TO DO - Copy out the listing that follows, exactly, without its pictures.

INPUT RECORDS -
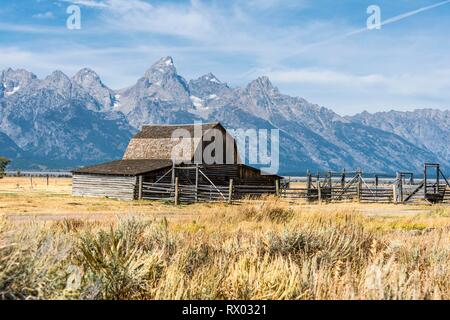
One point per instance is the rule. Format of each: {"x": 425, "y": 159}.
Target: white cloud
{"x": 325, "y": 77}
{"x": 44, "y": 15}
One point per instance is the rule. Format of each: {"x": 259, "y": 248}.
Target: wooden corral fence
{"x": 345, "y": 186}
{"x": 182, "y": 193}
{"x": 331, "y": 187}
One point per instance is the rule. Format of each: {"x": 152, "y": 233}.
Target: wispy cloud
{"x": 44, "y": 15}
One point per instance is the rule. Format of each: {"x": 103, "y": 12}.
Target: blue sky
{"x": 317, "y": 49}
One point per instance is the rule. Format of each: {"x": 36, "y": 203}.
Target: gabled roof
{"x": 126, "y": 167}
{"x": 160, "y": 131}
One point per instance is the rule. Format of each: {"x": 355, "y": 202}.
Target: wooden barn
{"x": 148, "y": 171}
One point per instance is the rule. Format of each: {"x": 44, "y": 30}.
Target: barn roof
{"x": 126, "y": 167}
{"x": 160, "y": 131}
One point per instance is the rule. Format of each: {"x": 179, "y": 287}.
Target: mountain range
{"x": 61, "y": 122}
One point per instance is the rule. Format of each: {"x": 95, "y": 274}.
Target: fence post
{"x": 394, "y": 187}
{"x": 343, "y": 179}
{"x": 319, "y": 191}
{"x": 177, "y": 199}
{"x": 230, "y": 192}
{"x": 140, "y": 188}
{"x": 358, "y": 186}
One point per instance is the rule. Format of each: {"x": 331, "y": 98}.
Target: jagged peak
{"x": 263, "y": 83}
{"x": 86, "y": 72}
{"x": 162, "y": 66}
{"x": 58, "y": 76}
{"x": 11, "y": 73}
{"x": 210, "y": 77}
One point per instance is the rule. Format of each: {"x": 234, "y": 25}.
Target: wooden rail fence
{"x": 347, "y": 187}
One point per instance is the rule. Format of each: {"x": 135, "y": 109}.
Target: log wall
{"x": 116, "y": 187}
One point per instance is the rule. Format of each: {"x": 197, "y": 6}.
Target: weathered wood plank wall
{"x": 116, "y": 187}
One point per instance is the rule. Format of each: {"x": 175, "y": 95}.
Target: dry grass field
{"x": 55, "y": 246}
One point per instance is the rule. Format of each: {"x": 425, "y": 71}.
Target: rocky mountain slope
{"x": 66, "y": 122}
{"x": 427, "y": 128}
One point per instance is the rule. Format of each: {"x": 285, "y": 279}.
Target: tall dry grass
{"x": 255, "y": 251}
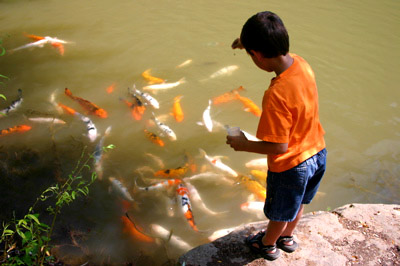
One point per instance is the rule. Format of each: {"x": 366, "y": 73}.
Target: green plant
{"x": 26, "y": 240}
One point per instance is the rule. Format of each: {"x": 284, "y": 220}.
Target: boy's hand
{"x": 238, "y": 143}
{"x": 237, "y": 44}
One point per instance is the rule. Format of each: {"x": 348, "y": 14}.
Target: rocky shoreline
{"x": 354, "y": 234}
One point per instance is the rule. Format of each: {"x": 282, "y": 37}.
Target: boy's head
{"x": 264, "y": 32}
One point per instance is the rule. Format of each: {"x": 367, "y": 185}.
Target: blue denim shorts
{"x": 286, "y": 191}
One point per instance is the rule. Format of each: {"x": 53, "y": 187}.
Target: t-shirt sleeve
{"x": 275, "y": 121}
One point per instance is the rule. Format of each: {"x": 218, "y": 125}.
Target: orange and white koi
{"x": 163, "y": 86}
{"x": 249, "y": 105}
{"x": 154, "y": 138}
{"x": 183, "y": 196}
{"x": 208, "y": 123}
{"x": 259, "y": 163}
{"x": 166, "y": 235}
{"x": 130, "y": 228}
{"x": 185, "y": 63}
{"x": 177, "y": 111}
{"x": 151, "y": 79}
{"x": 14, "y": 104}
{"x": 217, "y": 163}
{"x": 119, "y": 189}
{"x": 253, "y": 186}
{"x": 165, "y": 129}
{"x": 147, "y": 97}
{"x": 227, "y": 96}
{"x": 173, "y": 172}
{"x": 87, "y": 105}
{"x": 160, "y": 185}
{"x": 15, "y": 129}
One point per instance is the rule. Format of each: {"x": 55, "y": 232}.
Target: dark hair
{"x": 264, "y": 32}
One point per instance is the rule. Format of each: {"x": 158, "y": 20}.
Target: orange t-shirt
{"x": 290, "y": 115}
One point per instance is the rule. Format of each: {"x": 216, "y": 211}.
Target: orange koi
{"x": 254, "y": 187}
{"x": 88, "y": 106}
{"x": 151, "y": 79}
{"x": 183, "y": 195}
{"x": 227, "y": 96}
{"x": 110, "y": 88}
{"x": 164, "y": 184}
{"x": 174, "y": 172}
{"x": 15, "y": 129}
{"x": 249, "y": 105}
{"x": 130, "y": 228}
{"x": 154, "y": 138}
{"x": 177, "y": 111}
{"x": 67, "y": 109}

RESPONSE -
One point per instance is the rule. Format of each: {"x": 425, "y": 159}.
Target: white cloud
{"x": 325, "y": 77}
{"x": 44, "y": 15}
One point per instance is the rule. Format of each: {"x": 259, "y": 248}.
Target: wooden corral fence
{"x": 345, "y": 186}
{"x": 182, "y": 193}
{"x": 331, "y": 187}
One point per instance is the rule. Format of each: {"x": 152, "y": 233}.
Target: wispy cloud
{"x": 44, "y": 15}
One point per instance is the rule. Format of each: {"x": 103, "y": 12}.
Target: blue sky
{"x": 317, "y": 49}
One point per instance is the rule. Format of each: {"x": 36, "y": 203}.
Target: gabled roof
{"x": 126, "y": 167}
{"x": 160, "y": 131}
One point per instance is the rule. Format of each: {"x": 355, "y": 202}.
Target: wooden barn
{"x": 148, "y": 171}
One point per instance is the rule. Format of each: {"x": 44, "y": 30}.
Target: barn roof
{"x": 126, "y": 167}
{"x": 160, "y": 131}
One point per instance is the rule. Format of each: {"x": 179, "y": 287}.
Target: mountain range
{"x": 61, "y": 122}
One point per instance is the rule. Format of each: {"x": 95, "y": 274}.
Target: fence post
{"x": 394, "y": 187}
{"x": 343, "y": 179}
{"x": 319, "y": 191}
{"x": 177, "y": 199}
{"x": 230, "y": 192}
{"x": 140, "y": 188}
{"x": 358, "y": 186}
One point per instance is the rule. Format of each: {"x": 331, "y": 98}.
Target: jagged peak
{"x": 263, "y": 83}
{"x": 86, "y": 72}
{"x": 162, "y": 66}
{"x": 58, "y": 76}
{"x": 11, "y": 73}
{"x": 210, "y": 77}
One point per instance is the rule. Format of each: {"x": 234, "y": 25}.
Target: wooden rail fence
{"x": 347, "y": 187}
One point per instance is the rule. Format of each: {"x": 135, "y": 109}.
Target: log wall
{"x": 116, "y": 187}
One point per instance is the rule. Format of each: {"x": 197, "y": 6}.
Target: weathered wood plank wall
{"x": 116, "y": 187}
One point per instance is the rule. Format of each: {"x": 175, "y": 95}.
Target: dry grass field
{"x": 55, "y": 246}
One point per instance is the rule. Format of each: {"x": 425, "y": 71}.
Target: rocky mountain slope
{"x": 66, "y": 122}
{"x": 427, "y": 128}
One point per instance is the rule. Format of each: {"x": 285, "y": 279}.
Target: tall dry grass
{"x": 255, "y": 251}
One point per instance is the rule. Format of each: {"x": 366, "y": 73}.
Target: green plant
{"x": 26, "y": 240}
One point per instance is the rule. Format of each: {"x": 284, "y": 220}.
Target: boy's hand
{"x": 238, "y": 143}
{"x": 237, "y": 44}
One point per instance is the rule. Format of each: {"x": 348, "y": 14}.
Target: rocky shoreline
{"x": 354, "y": 234}
One point per instance is the rule. Format of each: {"x": 282, "y": 37}.
Target: boy's head
{"x": 264, "y": 32}
One point per instance is the rule. Format of each: {"x": 367, "y": 185}.
Target: blue denim shorts
{"x": 286, "y": 191}
One point per instance is the rule. Format of each: {"x": 53, "y": 187}.
Target: t-shirt sleeve
{"x": 275, "y": 121}
One point per instance is the rule. Format of each: {"x": 218, "y": 125}.
Target: orange and white koi
{"x": 163, "y": 86}
{"x": 249, "y": 105}
{"x": 154, "y": 138}
{"x": 183, "y": 196}
{"x": 208, "y": 123}
{"x": 259, "y": 163}
{"x": 166, "y": 235}
{"x": 130, "y": 228}
{"x": 185, "y": 63}
{"x": 177, "y": 111}
{"x": 151, "y": 79}
{"x": 14, "y": 104}
{"x": 217, "y": 163}
{"x": 119, "y": 189}
{"x": 253, "y": 186}
{"x": 165, "y": 129}
{"x": 147, "y": 97}
{"x": 227, "y": 96}
{"x": 173, "y": 172}
{"x": 87, "y": 105}
{"x": 160, "y": 185}
{"x": 15, "y": 129}
One point per instance is the rule. Format of each: {"x": 55, "y": 232}.
Target: dark hair
{"x": 264, "y": 32}
One point per instance is the rule. Format of each: {"x": 158, "y": 20}.
Target: orange t-shirt
{"x": 290, "y": 115}
One point per instance is the rule. Format of each: {"x": 216, "y": 211}.
Target: orange koi
{"x": 254, "y": 187}
{"x": 88, "y": 106}
{"x": 151, "y": 79}
{"x": 183, "y": 195}
{"x": 227, "y": 96}
{"x": 110, "y": 88}
{"x": 164, "y": 184}
{"x": 174, "y": 172}
{"x": 15, "y": 129}
{"x": 249, "y": 105}
{"x": 130, "y": 228}
{"x": 154, "y": 138}
{"x": 177, "y": 111}
{"x": 67, "y": 109}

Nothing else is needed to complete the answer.